Your task
Copy every line of the records from the start through the line containing "[[[15,69],[19,65],[13,55],[0,53],[0,74],[6,75],[8,71]]]", keeping all lines in order. In the answer polygons, shift every coordinate by -75, and leave the format samples unchanged.

::::::

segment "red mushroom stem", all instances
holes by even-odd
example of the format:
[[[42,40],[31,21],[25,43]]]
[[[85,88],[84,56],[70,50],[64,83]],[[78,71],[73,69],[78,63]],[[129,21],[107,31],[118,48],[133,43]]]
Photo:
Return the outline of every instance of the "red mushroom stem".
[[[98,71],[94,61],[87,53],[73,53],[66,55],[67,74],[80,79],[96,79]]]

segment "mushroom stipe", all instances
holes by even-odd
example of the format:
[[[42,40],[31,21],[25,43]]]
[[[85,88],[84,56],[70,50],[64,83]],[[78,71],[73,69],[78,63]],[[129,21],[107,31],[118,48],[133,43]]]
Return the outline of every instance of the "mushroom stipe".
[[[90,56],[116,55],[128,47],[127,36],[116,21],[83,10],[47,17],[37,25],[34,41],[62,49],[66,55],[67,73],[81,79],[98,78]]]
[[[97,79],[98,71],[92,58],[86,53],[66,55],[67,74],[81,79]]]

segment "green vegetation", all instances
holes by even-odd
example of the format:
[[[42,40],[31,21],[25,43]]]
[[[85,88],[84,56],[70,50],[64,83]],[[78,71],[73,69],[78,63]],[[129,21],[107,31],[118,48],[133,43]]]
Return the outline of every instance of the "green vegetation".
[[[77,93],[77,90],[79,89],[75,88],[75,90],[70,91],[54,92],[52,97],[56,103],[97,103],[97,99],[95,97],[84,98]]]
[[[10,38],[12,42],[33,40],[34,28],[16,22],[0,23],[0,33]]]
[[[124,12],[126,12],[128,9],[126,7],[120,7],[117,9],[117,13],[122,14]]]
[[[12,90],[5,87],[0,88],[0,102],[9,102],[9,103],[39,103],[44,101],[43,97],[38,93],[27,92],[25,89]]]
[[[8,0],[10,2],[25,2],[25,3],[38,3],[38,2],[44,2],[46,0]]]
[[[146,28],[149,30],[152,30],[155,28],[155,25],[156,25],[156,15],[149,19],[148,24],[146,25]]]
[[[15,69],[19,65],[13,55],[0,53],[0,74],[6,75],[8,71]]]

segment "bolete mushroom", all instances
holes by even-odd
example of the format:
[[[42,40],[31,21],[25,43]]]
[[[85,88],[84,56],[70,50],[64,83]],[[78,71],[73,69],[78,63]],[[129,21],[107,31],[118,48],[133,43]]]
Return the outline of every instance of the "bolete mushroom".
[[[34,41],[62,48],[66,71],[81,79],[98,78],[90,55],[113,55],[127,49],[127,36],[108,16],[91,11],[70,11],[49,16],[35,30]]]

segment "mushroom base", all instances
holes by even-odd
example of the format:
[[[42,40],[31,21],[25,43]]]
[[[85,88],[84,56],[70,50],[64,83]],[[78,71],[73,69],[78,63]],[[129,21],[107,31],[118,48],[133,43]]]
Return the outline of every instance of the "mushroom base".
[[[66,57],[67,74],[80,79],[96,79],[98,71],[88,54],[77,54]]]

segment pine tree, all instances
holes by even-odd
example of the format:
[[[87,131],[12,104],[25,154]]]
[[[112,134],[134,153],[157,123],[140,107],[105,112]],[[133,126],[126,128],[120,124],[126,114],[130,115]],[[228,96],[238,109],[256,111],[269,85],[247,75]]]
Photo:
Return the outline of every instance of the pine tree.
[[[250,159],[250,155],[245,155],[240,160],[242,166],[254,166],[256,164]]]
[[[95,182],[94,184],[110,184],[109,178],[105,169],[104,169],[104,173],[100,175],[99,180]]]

::::::

Solution for this task
segment "red mushroom stem", all instances
holes by even-odd
example of the format:
[[[42,40],[31,21],[25,43]]]
[[[85,88],[84,56],[70,50],[64,83]],[[78,71],[73,69],[78,63]],[[129,21],[107,31],[118,48],[133,43]]]
Photo:
Return the outline of every instance of the "red mushroom stem".
[[[23,-4],[19,-14],[12,-22],[-2,-22],[-9,-20],[-8,-1],[5,4],[21,4]]]

segment "mushroom stipe", all instances
holes by even-odd
example of the format:
[[[42,40],[31,21],[25,43]]]
[[[85,88],[84,56],[70,50],[64,83]],[[78,71],[73,69],[78,63]],[[129,21],[107,31],[118,48],[133,43]]]
Return the outline of every instance of the "mushroom stipe".
[[[15,-19],[41,-20],[53,-28],[52,-39],[41,-54],[8,-65],[-28,-58],[-38,-50],[-41,-34],[-13,-26],[-9,-20],[-8,-2],[6,4],[23,3]]]
[[[22,4],[23,-4],[17,-17],[11,-22],[-9,-20],[-8,-1],[6,4]]]

segment "green vegetation", all instances
holes by even-odd
example of the format:
[[[42,40],[31,21],[25,43]]]
[[[85,88],[84,56],[70,50],[64,83]],[[78,71],[73,69],[78,63]],[[129,21],[107,31],[118,48],[133,43]]]
Return the outline of every instance of the "green vegetation".
[[[2,18],[2,15],[4,14],[0,13],[0,15],[-5,16],[-21,17],[-23,22],[-19,28],[22,28],[22,24],[20,22],[9,23]]]
[[[-65,-37],[-63,-33],[-42,-35],[-41,-47],[-59,-53],[-75,-52],[-75,-42]]]
[[[49,-63],[51,-63],[53,-66],[51,-68],[45,-68],[42,-66],[42,-62],[47,-61]]]
[[[-63,15],[-70,12],[-75,13],[-75,27],[-66,27],[-66,28],[-36,28],[-31,26],[-32,22],[-37,18],[-48,17],[-50,14]]]
[[[-67,-75],[-65,-73],[-50,-73],[-50,-72],[-37,-72],[-37,-73],[-31,-73],[-29,-75]]]
[[[71,-47],[74,-45],[77,-45],[80,-47],[80,-50],[81,-50],[81,-60],[74,-56],[73,-51],[71,-50]]]
[[[-60,-6],[-56,-10],[-62,-20],[-75,-22],[-75,-1],[-69,0],[-67,-4]]]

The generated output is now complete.